--- START ---

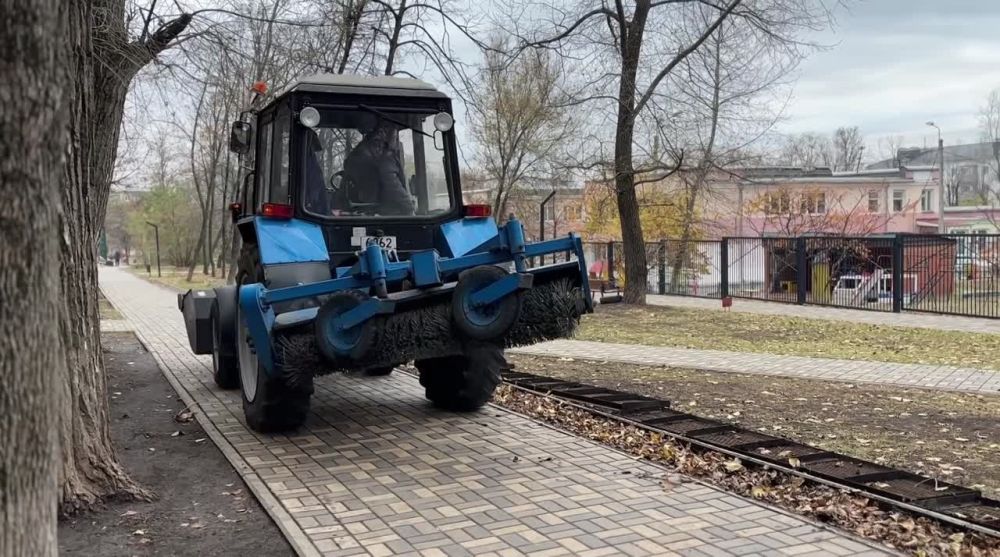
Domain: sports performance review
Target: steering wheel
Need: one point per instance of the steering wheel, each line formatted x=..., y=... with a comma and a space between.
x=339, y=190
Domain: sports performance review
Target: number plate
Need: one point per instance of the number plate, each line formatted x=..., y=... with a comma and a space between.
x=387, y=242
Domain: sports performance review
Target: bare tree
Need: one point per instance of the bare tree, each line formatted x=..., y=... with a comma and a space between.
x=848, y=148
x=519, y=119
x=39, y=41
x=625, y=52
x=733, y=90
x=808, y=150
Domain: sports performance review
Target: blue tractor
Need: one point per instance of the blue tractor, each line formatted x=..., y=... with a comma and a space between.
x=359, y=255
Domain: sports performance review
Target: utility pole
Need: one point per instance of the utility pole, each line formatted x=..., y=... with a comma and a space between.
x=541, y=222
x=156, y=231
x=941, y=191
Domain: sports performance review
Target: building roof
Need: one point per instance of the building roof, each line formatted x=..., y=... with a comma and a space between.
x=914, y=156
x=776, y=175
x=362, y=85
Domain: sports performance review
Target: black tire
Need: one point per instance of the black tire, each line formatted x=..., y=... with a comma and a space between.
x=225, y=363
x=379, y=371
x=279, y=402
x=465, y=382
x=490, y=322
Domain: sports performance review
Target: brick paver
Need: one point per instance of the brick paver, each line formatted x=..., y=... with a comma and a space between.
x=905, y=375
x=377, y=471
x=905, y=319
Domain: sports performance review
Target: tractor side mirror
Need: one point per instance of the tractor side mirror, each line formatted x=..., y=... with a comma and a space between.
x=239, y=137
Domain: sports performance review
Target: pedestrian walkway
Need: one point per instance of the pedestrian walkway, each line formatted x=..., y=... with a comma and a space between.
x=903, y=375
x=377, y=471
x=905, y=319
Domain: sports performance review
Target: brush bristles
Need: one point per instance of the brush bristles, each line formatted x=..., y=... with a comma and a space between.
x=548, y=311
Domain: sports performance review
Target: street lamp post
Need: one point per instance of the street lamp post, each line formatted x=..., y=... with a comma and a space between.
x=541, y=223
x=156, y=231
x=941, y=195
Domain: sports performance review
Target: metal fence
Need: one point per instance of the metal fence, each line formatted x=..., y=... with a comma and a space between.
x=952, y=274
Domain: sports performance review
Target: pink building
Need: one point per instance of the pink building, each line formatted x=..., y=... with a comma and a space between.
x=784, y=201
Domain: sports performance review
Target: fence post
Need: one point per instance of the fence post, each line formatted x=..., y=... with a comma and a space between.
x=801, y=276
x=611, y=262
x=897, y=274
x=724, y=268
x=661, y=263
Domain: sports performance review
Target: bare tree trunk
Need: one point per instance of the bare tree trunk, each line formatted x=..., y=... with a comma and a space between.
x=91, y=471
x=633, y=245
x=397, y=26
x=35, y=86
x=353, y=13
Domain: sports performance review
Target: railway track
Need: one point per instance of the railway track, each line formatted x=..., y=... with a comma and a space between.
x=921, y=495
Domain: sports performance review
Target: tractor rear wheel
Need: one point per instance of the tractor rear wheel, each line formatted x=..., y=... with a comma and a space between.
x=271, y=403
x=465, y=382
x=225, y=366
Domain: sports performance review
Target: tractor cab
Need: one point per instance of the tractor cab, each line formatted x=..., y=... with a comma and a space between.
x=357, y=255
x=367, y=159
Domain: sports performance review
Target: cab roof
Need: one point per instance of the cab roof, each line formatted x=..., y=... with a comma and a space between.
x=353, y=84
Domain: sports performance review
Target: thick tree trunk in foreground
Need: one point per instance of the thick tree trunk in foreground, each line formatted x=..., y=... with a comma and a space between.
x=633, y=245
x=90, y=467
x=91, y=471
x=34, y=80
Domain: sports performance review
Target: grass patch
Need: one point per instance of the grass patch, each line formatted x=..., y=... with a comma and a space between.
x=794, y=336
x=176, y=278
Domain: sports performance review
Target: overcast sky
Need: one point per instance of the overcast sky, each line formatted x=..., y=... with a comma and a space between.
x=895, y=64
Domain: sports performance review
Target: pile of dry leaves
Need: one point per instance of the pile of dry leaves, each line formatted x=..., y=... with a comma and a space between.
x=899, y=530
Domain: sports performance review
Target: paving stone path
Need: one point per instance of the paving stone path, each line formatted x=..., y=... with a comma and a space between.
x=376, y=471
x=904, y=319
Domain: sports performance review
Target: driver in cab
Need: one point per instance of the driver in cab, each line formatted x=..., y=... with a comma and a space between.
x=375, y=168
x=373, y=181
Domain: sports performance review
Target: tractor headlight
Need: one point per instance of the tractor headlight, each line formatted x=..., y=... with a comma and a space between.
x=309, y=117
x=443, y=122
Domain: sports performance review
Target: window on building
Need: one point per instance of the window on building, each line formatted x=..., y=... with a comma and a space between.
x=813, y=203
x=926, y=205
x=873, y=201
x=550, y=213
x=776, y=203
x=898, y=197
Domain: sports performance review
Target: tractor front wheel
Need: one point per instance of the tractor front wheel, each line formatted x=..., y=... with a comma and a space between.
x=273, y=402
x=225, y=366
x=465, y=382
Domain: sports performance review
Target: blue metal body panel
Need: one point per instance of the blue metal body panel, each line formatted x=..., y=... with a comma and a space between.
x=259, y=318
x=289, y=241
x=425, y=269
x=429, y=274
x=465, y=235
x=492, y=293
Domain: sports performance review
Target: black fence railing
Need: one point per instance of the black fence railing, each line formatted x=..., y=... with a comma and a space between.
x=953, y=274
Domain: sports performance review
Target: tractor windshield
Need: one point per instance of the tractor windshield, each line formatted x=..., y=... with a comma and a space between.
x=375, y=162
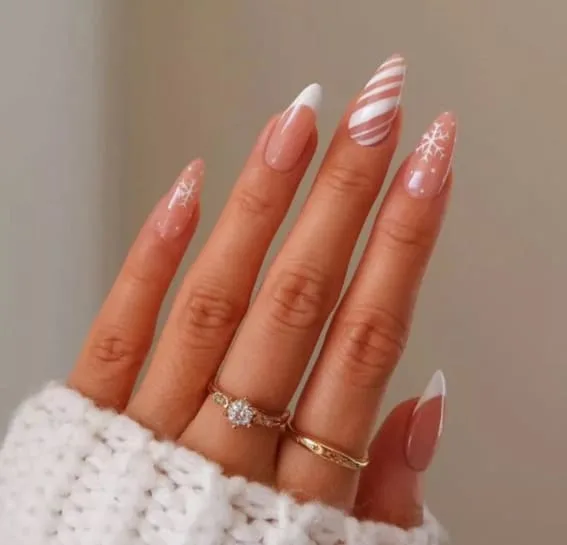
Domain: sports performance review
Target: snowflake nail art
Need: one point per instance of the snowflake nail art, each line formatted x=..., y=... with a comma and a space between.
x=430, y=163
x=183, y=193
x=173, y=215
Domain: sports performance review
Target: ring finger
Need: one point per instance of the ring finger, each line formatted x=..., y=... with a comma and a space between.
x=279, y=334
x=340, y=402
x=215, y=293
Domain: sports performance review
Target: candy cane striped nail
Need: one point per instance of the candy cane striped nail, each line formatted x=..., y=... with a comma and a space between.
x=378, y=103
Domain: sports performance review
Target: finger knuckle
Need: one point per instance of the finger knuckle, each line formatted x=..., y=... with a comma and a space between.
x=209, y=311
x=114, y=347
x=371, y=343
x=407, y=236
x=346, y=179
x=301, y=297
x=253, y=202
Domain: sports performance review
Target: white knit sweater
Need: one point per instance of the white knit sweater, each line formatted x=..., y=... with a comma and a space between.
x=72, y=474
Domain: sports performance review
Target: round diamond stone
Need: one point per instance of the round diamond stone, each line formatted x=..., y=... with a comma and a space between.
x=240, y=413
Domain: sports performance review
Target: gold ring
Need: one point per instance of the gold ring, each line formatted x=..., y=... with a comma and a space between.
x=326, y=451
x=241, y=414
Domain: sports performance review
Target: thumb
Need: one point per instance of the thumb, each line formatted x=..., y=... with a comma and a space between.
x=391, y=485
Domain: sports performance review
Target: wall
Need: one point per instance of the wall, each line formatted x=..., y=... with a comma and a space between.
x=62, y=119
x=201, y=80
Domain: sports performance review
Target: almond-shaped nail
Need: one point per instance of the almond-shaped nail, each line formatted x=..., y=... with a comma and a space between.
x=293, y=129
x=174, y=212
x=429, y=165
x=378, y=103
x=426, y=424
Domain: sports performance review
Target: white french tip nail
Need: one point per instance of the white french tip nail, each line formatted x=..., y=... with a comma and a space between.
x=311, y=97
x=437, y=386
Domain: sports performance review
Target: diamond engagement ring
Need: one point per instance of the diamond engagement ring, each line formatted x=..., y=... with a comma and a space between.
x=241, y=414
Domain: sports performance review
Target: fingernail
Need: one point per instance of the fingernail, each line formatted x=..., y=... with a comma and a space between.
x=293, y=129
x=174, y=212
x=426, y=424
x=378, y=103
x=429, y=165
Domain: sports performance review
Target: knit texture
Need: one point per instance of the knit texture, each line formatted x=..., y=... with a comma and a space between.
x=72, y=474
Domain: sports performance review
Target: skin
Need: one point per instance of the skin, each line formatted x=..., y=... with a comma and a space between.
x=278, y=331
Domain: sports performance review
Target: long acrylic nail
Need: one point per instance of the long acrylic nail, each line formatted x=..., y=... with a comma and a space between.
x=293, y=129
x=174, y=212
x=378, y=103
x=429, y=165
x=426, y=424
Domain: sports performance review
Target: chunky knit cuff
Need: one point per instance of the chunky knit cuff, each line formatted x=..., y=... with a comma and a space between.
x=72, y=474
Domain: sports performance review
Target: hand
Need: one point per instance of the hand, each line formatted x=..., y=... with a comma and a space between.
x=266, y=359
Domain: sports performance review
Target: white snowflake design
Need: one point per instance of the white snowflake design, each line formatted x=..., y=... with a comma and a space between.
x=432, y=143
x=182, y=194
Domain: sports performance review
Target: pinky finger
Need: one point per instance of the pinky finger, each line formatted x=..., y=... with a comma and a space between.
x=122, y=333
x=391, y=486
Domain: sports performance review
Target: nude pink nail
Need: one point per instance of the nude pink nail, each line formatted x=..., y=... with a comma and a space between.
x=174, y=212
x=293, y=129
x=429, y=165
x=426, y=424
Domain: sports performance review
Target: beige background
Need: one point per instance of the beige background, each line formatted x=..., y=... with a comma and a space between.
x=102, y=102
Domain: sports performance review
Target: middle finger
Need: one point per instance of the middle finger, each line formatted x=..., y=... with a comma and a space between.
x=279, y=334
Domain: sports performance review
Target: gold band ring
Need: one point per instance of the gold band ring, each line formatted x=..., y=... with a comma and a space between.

--- END ---

Prompt ▸ Reproducing the whole listing above is not the task. Copy exactly only the lines from the one with "Target: knit texture" to the one with "Target: long acrylic nail", both kept.

Answer space ▸
Target: knit texture
Need: one point per instance of the knit texture, each line formatted x=..., y=... with a comma and a space between.
x=72, y=474
Domain: sports performance review
Target: skin
Need: one point per instance of the skin, each line formatted x=..., y=... with a comma and a space between.
x=278, y=331
Domain: sports performance review
Target: long acrylic nail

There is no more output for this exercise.